Whenever a line in the entries below contains "bird", copy that line.

▶ **Data for this exercise**
**********

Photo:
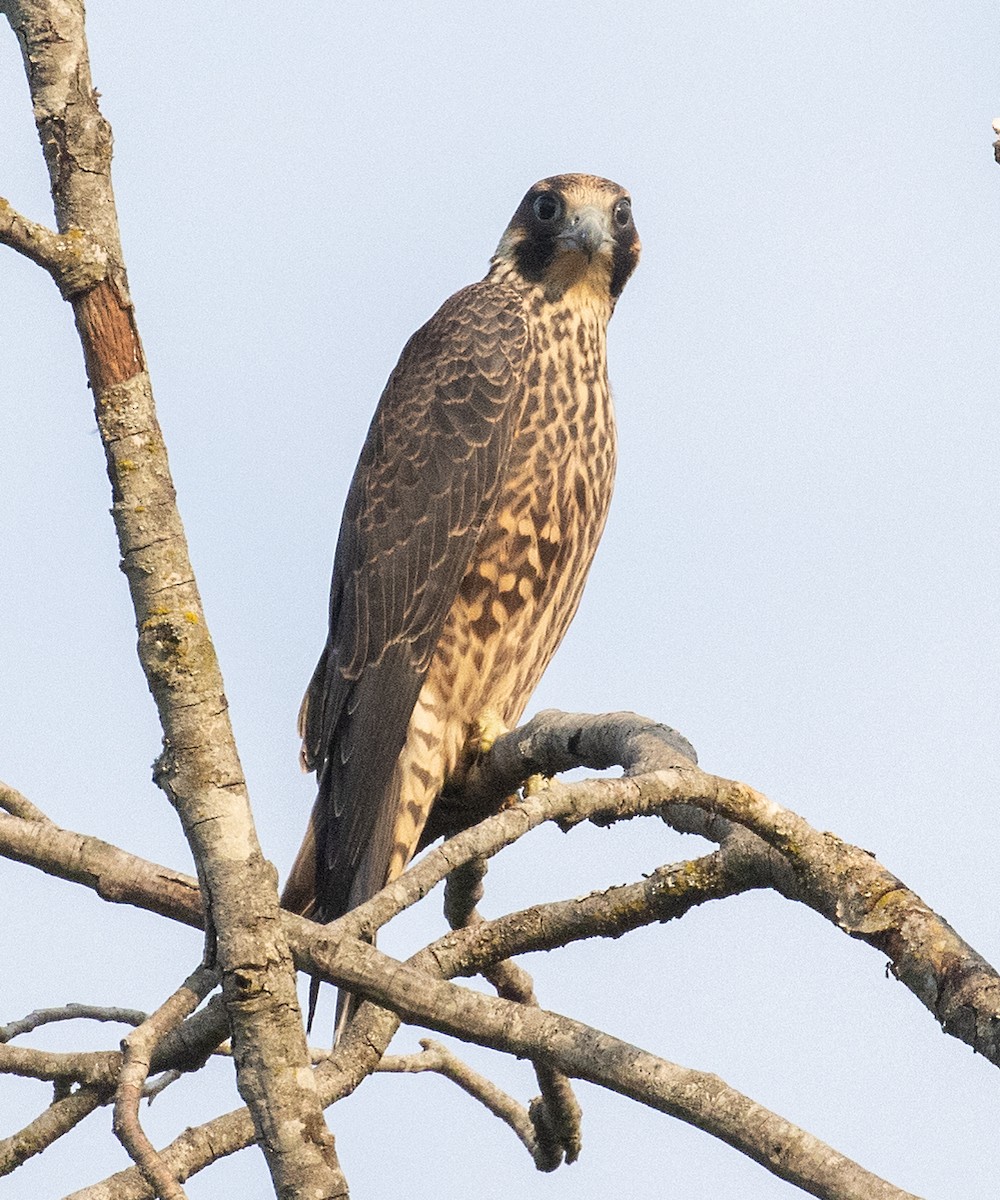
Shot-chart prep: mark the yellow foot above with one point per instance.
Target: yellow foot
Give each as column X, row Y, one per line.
column 534, row 785
column 486, row 730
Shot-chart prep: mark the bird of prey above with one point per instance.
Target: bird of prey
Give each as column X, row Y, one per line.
column 469, row 527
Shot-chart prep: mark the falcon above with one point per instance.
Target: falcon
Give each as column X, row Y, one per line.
column 469, row 527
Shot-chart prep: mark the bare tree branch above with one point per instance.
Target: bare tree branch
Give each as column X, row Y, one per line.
column 438, row 1059
column 699, row 1098
column 19, row 805
column 76, row 262
column 199, row 768
column 137, row 1055
column 70, row 1013
column 63, row 1115
column 555, row 1115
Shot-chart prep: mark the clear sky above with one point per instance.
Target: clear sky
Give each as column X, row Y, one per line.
column 800, row 571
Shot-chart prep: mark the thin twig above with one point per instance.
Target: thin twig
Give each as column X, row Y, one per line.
column 76, row 262
column 70, row 1013
column 555, row 1115
column 58, row 1119
column 137, row 1055
column 438, row 1059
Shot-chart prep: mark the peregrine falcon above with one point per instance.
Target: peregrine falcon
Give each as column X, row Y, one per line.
column 469, row 527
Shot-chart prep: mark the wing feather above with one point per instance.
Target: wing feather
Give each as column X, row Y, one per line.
column 426, row 480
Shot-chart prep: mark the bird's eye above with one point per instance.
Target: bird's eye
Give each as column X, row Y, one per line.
column 548, row 208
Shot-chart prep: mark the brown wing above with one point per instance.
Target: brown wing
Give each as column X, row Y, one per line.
column 427, row 477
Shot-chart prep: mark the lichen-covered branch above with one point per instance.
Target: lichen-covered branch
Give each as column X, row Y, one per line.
column 72, row 259
column 584, row 1053
column 438, row 1059
column 199, row 768
column 555, row 1115
column 59, row 1119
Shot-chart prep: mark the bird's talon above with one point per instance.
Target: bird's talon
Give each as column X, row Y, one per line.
column 486, row 730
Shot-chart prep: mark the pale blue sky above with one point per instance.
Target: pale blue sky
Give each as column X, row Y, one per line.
column 800, row 570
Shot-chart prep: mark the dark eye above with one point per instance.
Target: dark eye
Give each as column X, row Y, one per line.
column 548, row 208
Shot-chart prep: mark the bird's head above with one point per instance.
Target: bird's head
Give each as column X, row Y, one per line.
column 572, row 232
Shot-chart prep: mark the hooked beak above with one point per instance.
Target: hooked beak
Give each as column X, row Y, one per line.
column 586, row 231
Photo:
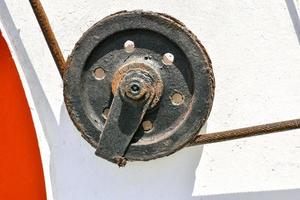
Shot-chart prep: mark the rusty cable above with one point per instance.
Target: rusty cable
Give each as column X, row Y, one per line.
column 246, row 132
column 201, row 138
column 49, row 35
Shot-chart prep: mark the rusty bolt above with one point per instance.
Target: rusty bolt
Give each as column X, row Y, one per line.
column 168, row 59
column 129, row 46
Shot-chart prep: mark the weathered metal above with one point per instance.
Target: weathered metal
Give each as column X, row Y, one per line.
column 122, row 135
column 86, row 124
column 49, row 35
column 246, row 132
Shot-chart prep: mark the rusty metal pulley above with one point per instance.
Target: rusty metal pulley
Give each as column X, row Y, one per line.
column 138, row 85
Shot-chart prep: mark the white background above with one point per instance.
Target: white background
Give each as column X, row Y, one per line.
column 255, row 50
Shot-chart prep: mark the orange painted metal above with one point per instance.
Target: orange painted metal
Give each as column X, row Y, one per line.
column 21, row 174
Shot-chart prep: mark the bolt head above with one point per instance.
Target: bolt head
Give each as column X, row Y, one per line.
column 168, row 59
column 129, row 46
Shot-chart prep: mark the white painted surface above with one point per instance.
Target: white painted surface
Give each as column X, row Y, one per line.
column 255, row 52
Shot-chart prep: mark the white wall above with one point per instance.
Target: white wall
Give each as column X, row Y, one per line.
column 255, row 49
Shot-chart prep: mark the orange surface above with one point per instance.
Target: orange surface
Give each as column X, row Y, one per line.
column 21, row 174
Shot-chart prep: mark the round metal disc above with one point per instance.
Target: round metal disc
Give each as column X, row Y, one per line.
column 188, row 81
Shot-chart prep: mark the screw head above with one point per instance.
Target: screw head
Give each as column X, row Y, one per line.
column 168, row 59
column 147, row 125
column 99, row 73
column 129, row 46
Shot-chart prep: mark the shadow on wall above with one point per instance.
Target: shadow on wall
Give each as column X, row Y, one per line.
column 294, row 14
column 76, row 173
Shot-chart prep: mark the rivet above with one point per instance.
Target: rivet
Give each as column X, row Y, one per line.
column 105, row 113
column 99, row 73
column 177, row 99
column 147, row 125
column 129, row 46
column 168, row 59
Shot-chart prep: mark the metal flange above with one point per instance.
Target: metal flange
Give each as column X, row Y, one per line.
column 116, row 64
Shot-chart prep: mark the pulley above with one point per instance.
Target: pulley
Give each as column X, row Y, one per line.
column 138, row 86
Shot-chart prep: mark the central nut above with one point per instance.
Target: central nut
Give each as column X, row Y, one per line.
column 137, row 85
column 137, row 80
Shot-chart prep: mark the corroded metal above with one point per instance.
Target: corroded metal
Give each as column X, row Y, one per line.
column 173, row 125
column 246, row 132
column 48, row 34
column 199, row 139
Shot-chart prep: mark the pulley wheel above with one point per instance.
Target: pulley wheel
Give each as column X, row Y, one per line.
column 138, row 86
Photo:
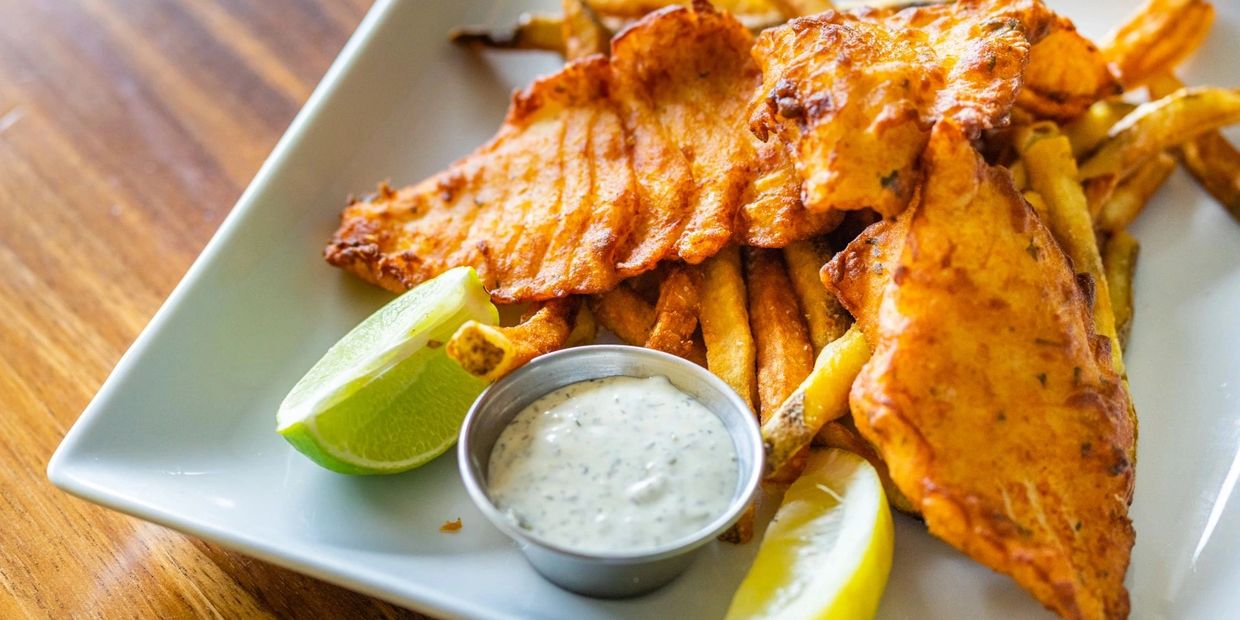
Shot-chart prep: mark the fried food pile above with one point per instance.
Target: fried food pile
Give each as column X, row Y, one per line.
column 898, row 231
column 599, row 172
column 990, row 394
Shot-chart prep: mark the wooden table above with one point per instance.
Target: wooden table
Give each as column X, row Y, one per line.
column 128, row 128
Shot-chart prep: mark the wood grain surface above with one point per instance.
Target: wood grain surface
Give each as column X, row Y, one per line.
column 128, row 128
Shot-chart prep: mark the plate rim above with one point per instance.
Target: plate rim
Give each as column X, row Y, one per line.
column 63, row 468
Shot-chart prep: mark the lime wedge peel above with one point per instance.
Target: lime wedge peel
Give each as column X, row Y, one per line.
column 386, row 398
column 827, row 553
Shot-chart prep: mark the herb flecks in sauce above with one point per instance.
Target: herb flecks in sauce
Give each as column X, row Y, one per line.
column 618, row 464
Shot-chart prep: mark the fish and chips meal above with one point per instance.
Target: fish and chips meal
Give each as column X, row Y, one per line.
column 898, row 231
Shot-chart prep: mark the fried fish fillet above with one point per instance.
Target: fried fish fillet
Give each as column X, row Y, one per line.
column 990, row 396
column 853, row 94
column 1067, row 73
column 540, row 210
column 599, row 172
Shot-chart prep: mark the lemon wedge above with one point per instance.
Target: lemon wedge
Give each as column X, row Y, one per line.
column 827, row 552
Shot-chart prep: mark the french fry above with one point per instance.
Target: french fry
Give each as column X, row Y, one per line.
column 1120, row 262
column 820, row 398
column 843, row 434
column 1019, row 176
column 582, row 31
column 1053, row 175
column 1215, row 164
column 1209, row 158
column 676, row 313
column 624, row 313
column 490, row 352
column 1131, row 196
column 785, row 355
column 1088, row 130
column 724, row 318
column 532, row 31
column 1158, row 125
column 1156, row 39
column 639, row 8
column 827, row 320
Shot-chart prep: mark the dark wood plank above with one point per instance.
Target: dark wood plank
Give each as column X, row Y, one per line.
column 128, row 128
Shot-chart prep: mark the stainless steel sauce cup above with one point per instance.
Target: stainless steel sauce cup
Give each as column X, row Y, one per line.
column 592, row 573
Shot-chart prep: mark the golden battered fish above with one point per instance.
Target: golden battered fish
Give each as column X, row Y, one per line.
column 990, row 396
column 599, row 172
column 853, row 94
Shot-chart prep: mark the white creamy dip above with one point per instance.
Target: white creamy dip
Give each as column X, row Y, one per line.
column 618, row 464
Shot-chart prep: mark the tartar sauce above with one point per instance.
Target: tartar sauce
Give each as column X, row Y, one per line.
column 618, row 464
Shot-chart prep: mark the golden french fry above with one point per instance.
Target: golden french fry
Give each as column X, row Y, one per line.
column 819, row 399
column 843, row 434
column 1018, row 175
column 1209, row 158
column 624, row 313
column 1024, row 135
column 582, row 31
column 532, row 31
column 1131, row 196
column 1088, row 130
column 676, row 313
column 490, row 352
column 1156, row 39
column 724, row 318
column 723, row 315
column 1215, row 164
column 1158, row 125
column 639, row 8
column 827, row 320
column 1120, row 262
column 785, row 355
column 584, row 329
column 1053, row 175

**********

▶ **Completed task**
Shot-chart prep: mark the bird of prey above with one point per instance.
Target: bird of prey
Shot-chart prep: mark the bird's eye above with one point per instance.
Target: bird's eye
Shot-chart prep: mark the bird's talon above with one point per instance.
Target: bird's talon
Shot-chart prep: mark the bird's head above with one point per instance.
Target: bird's head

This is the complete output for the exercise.